## [Document passage]
The 1960s were the early days of the use of chemotherapy for the treatment of cancer, and oncology was a fledgling field of medicine. At that time Arnoldus Goudsmit, MD, PhD, FASCO, and Fred J. Ansfield, MD, FASCO, were both early pioneers of the use of chemotherapy and sought to learn as much as possible about the use of these anticancer drugs. However, they found that information and educational opportunities were lacking. Presentations and research shared each year at the meetings of the AACR were focused more on pathology and less on patients.
Drs. Goudsmit and Ansfield began to discuss the idea for a new organization with fellow “chemotherapists” Herman A. Freckman, MD, FASCO, and Robert Talley, MD, FASCO. At the first organizational meeting in early 1964—held over lunch in a small room at the Edgewater Beach Hotel in Chicago—they were joined by fellow founders Harry F. Bisel, MD, FASCO, William Wilson, MD, FASCO, and Jane C. Wright, MD, FASCO.

## [Extracted records]
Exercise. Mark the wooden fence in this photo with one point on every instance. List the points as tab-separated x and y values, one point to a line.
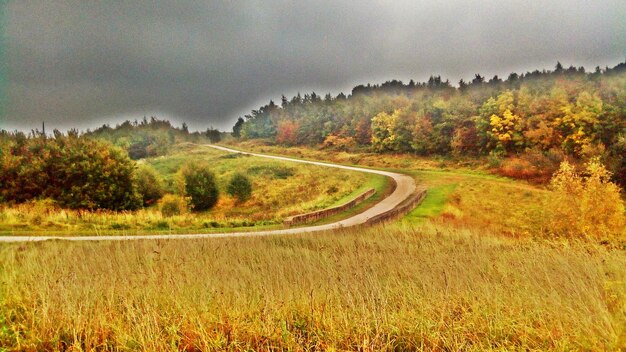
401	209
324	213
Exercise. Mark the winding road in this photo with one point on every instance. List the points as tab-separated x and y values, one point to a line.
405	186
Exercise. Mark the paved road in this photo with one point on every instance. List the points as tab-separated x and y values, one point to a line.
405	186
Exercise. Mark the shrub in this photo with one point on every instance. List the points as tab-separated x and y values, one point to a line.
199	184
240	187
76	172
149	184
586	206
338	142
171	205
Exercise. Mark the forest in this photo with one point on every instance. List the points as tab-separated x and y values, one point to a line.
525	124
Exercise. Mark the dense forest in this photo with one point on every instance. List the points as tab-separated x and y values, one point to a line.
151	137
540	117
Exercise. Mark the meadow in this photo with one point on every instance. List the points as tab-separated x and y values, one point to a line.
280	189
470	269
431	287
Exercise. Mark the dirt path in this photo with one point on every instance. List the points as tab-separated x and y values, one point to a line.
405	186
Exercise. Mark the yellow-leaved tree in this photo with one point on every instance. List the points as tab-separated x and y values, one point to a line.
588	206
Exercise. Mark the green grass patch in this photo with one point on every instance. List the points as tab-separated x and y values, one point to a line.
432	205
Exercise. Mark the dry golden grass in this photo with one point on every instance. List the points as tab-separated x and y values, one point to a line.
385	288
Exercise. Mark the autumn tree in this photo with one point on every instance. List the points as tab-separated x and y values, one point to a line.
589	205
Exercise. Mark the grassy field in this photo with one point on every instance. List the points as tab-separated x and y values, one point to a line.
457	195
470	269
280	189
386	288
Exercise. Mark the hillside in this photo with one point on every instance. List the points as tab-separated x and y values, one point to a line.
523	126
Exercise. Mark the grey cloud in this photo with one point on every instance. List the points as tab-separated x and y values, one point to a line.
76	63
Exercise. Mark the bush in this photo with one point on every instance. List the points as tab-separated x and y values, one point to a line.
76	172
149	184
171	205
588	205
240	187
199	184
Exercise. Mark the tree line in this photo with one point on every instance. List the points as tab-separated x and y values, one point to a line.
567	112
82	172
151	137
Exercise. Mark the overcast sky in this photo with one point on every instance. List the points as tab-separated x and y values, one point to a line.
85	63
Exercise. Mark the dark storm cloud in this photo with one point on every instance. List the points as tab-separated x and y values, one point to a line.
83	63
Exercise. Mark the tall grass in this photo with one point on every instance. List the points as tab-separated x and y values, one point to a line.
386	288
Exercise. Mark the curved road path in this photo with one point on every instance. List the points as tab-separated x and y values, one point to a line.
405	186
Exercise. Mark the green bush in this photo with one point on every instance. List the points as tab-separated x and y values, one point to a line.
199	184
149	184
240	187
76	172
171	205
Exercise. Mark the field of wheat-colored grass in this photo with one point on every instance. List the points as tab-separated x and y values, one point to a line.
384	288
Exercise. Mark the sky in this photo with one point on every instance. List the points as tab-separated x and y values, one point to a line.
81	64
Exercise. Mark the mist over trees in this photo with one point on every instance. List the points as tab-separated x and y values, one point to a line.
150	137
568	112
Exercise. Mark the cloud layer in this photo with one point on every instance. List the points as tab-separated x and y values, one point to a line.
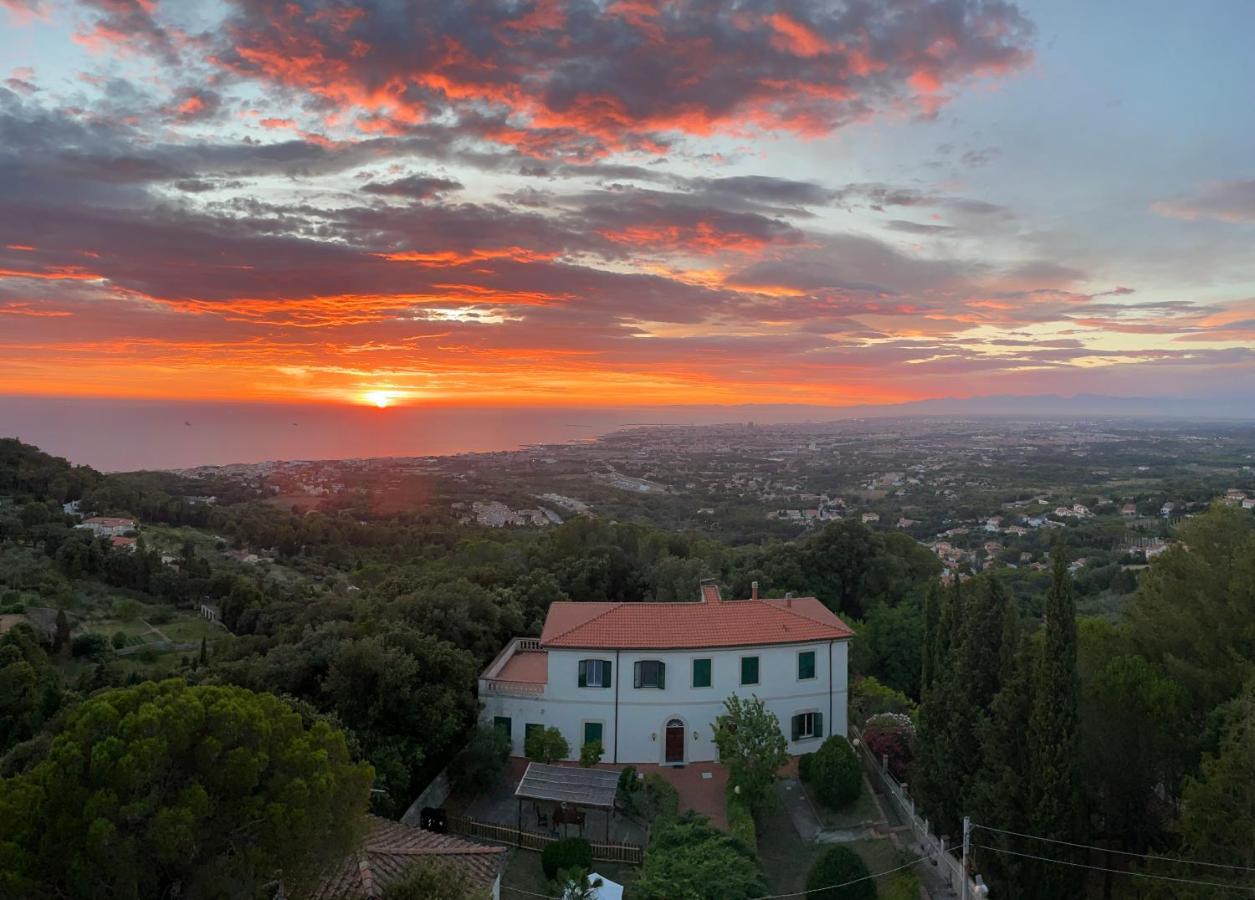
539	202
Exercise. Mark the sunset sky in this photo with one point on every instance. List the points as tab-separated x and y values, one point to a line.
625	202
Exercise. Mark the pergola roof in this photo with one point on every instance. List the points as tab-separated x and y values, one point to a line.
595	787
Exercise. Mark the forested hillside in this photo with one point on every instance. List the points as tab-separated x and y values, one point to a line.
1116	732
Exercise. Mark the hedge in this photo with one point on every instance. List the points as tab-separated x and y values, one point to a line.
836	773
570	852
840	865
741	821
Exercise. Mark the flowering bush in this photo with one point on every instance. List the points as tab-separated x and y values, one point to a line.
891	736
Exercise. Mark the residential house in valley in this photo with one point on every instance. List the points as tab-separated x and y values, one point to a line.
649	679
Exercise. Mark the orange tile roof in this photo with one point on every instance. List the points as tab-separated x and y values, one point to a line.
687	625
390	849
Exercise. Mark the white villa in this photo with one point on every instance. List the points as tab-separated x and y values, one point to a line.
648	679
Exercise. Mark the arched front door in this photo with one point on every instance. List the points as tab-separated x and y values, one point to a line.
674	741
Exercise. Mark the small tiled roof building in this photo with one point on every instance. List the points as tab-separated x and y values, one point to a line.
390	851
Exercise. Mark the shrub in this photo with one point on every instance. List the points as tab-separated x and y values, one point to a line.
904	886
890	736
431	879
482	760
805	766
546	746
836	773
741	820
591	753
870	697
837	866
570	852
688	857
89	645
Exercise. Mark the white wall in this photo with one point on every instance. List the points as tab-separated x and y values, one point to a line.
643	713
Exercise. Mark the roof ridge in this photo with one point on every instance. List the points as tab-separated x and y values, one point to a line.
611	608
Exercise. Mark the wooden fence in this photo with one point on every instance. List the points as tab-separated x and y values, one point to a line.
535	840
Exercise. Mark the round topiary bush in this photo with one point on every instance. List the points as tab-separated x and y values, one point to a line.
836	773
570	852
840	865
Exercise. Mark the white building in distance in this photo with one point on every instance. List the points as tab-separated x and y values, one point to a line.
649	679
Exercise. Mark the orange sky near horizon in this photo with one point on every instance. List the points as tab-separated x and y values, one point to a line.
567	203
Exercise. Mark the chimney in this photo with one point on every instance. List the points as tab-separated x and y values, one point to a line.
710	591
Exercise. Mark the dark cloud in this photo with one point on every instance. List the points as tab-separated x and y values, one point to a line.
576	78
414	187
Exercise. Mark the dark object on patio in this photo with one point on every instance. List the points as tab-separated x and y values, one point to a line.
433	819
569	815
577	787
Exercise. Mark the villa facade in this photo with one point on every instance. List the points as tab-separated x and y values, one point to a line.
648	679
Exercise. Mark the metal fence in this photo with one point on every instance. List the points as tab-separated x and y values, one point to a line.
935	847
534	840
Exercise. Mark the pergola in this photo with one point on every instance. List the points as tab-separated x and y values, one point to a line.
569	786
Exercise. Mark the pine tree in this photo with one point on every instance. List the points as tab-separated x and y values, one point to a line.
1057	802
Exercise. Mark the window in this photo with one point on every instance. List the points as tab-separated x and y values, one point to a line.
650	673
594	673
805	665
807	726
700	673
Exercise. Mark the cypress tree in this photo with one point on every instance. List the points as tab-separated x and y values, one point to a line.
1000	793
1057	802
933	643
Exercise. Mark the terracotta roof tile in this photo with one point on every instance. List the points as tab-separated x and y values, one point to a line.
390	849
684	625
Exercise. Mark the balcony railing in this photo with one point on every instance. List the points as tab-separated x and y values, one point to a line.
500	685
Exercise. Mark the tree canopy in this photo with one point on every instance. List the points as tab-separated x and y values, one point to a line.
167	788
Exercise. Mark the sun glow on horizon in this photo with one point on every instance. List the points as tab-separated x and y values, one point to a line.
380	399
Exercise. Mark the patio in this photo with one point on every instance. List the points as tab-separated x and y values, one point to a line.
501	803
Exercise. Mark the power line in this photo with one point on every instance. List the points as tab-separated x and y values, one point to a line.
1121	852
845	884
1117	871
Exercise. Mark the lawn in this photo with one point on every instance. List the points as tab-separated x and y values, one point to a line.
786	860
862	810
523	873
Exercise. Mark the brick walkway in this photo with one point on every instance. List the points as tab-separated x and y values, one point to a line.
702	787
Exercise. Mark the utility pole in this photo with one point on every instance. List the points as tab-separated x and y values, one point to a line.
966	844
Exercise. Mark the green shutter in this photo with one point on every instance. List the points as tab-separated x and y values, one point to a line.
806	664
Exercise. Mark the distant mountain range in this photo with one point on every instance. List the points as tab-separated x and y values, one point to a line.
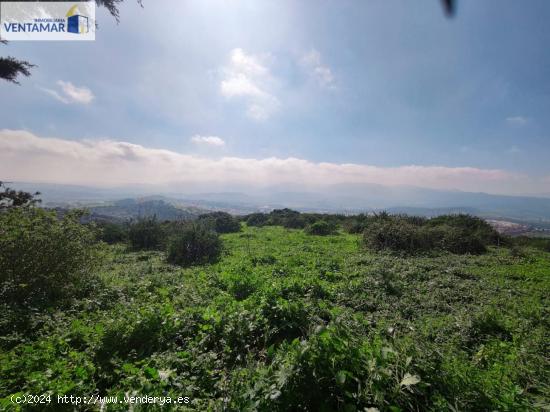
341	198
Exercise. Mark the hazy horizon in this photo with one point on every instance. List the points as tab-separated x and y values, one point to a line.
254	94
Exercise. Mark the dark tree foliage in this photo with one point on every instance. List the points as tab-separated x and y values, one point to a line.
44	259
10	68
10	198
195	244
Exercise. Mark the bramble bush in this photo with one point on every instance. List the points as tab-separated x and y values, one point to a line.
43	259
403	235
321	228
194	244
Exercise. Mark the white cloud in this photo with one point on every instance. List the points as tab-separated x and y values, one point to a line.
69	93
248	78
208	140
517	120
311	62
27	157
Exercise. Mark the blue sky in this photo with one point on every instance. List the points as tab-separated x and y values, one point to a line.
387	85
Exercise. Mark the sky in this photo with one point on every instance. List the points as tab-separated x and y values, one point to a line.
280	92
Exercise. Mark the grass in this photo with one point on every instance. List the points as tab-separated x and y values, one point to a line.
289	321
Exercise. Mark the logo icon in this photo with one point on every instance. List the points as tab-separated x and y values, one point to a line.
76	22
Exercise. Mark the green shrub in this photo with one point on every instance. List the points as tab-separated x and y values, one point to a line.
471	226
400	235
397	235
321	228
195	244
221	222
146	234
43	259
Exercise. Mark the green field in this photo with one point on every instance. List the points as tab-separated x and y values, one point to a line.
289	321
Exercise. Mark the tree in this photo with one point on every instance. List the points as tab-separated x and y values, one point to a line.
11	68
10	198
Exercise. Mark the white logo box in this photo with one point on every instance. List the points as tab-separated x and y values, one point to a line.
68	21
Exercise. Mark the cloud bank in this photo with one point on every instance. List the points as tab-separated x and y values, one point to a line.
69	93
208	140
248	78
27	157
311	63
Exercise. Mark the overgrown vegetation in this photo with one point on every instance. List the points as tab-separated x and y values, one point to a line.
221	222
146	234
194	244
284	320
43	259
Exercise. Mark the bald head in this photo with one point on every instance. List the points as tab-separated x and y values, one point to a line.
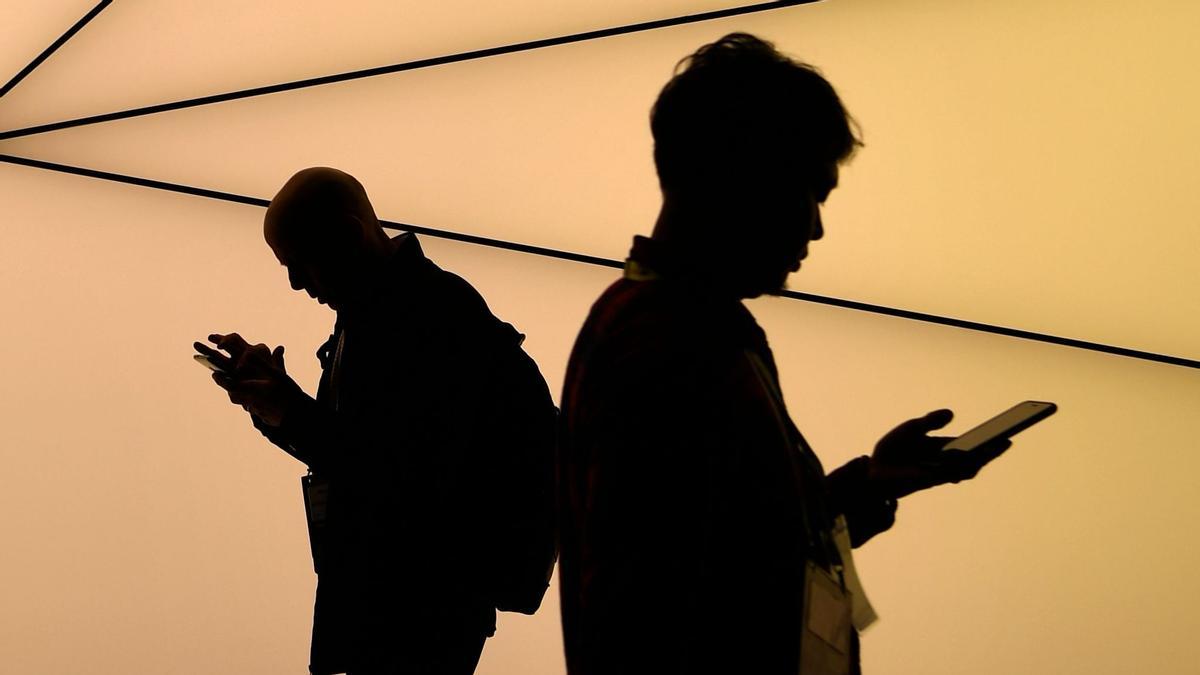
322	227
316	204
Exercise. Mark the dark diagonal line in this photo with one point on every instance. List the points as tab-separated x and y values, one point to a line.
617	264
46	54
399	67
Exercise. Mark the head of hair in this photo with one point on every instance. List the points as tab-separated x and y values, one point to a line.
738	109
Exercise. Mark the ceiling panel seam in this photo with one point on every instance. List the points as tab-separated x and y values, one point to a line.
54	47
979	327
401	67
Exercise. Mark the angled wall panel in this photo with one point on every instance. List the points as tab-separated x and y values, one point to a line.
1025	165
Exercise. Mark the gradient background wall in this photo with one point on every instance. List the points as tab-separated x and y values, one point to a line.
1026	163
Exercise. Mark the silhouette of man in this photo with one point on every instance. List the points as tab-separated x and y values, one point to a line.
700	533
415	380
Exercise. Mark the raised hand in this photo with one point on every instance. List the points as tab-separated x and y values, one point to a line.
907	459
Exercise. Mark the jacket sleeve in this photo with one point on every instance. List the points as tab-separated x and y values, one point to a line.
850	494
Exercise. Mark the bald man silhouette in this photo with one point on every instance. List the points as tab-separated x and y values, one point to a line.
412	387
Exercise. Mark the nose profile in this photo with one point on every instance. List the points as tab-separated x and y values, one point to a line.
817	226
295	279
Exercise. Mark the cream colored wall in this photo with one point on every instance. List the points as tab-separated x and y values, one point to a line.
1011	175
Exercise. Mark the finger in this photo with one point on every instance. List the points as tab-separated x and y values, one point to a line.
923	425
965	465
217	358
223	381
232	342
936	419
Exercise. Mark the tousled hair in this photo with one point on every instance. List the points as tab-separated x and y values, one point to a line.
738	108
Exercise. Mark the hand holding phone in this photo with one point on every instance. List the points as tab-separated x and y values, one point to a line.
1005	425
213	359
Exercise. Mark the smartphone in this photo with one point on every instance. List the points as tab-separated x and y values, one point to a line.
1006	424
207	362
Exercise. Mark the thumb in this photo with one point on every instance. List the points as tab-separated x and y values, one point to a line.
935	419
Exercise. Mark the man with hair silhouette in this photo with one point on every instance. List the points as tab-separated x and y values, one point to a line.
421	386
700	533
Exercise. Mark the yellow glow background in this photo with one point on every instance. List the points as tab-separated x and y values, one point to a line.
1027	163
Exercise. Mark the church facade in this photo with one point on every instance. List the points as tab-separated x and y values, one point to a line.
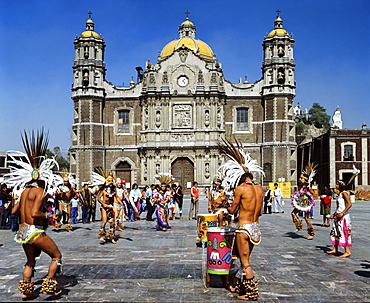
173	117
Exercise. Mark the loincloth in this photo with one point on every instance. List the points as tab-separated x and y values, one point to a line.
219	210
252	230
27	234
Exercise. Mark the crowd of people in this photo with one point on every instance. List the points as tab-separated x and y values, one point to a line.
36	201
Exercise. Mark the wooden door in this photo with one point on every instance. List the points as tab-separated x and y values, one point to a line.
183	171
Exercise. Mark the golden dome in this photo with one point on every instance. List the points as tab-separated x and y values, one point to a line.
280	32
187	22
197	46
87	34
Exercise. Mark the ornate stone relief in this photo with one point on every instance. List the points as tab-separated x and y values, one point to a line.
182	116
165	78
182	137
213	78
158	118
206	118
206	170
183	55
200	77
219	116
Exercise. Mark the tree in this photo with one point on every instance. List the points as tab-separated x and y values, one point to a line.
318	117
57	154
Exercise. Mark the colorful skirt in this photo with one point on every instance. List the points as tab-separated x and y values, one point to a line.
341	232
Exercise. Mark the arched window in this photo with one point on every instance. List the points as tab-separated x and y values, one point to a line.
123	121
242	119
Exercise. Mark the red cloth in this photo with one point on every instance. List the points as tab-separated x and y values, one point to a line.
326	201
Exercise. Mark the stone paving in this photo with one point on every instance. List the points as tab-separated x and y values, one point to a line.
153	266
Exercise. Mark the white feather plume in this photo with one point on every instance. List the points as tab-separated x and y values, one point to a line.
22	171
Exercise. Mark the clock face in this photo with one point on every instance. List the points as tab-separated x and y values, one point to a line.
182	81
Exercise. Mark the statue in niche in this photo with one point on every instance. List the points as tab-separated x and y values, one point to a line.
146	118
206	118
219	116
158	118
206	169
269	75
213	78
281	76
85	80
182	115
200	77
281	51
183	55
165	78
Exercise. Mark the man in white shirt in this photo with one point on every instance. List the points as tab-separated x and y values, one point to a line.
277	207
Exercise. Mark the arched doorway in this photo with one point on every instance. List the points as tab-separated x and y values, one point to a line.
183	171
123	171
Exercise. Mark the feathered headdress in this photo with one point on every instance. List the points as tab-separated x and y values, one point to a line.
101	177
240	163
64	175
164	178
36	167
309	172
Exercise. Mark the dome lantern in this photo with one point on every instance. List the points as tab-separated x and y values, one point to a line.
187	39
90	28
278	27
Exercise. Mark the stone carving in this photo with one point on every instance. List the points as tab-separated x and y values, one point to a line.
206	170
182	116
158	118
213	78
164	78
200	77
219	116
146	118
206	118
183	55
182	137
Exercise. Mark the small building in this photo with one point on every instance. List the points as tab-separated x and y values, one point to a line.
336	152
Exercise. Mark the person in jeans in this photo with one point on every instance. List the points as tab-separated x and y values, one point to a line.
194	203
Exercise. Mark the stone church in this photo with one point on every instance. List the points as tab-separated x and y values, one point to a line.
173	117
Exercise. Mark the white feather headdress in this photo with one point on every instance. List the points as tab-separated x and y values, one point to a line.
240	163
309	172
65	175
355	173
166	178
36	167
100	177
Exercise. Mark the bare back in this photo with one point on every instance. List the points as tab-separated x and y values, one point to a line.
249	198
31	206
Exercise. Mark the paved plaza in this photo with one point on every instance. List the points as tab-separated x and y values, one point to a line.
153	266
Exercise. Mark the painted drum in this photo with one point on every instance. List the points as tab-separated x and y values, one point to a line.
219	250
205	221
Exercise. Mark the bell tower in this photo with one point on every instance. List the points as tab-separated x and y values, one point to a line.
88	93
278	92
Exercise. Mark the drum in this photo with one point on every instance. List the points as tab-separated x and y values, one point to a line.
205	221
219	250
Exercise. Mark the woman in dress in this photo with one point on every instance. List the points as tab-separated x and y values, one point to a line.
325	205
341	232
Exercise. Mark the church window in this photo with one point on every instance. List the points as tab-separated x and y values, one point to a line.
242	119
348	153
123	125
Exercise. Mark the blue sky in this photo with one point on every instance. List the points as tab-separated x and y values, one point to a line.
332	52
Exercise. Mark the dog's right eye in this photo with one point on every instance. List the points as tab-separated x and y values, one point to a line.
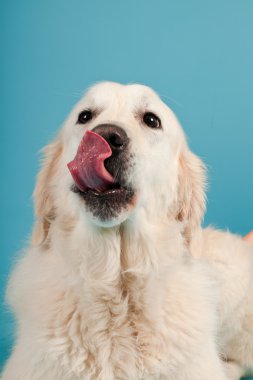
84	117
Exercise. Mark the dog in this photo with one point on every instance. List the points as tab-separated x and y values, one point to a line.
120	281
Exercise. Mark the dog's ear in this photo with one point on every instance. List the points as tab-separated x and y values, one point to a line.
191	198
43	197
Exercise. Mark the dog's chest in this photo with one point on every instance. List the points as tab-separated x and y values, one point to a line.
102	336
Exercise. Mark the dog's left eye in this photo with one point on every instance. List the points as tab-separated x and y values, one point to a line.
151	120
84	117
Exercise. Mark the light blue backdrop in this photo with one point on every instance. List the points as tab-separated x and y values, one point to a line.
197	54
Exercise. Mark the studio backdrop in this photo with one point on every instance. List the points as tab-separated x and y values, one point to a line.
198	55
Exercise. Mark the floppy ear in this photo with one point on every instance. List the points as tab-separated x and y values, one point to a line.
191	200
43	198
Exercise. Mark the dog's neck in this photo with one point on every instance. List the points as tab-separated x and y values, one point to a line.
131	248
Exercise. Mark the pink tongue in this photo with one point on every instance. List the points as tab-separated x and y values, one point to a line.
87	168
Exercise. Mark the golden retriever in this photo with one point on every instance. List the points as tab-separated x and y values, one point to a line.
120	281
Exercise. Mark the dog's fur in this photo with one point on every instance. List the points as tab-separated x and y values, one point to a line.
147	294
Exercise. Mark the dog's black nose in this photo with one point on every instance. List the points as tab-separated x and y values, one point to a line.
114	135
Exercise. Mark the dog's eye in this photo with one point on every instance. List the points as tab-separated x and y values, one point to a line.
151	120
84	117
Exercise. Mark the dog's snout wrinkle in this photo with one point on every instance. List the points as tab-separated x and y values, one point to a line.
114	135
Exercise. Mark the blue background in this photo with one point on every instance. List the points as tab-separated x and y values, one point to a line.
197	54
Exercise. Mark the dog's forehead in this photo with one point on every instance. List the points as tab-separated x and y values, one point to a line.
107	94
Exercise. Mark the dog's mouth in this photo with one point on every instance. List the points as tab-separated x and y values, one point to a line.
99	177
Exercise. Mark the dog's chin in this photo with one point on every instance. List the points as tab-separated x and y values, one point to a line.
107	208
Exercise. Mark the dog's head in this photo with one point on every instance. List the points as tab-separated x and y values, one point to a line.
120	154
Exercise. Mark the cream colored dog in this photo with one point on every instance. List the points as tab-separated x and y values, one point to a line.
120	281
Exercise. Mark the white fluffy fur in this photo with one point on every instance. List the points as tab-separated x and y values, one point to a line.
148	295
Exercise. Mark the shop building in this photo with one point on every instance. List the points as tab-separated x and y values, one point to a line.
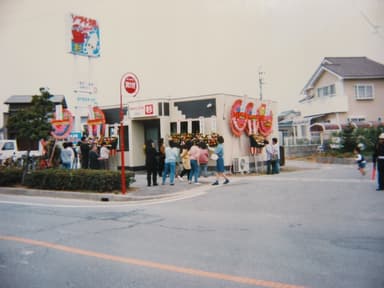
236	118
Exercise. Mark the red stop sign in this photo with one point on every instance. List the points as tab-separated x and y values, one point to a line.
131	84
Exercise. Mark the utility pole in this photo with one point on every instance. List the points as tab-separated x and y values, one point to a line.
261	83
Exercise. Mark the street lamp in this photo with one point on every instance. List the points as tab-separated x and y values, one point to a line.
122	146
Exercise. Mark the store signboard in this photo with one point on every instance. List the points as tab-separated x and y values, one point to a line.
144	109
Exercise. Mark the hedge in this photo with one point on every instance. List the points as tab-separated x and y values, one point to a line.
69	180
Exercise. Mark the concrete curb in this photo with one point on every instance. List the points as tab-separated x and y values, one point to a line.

## [Activity list]
**1)** Answer these from the oncology history passage:
(a) At which organization's yearly meetings did presentations focus more on pathology than on patients?
(b) Where did the first organizational meeting take place?
(c) When was that meeting held?
**2)** Continue the oncology history passage from its last sentence.

## [Answers below]
**1)**
(a) The AACR.
(b) Over lunch in a small room at the Edgewater Beach Hotel in Chicago.
(c) In early 1964.

**2)**
These seven individuals recognized the need to create a new society that would focus solely on issues unique to clinical oncology, specifically the fledgling field of cancer chemotherapy. Turning the focus from pathology and research, the American Society of Clinical Oncology (ASCO) would be dedicated to emphasizing clinical considerations and patient care. This small meeting launched the start of the world’s premier oncology organization, which currently has nearly 45,000 members worldwide.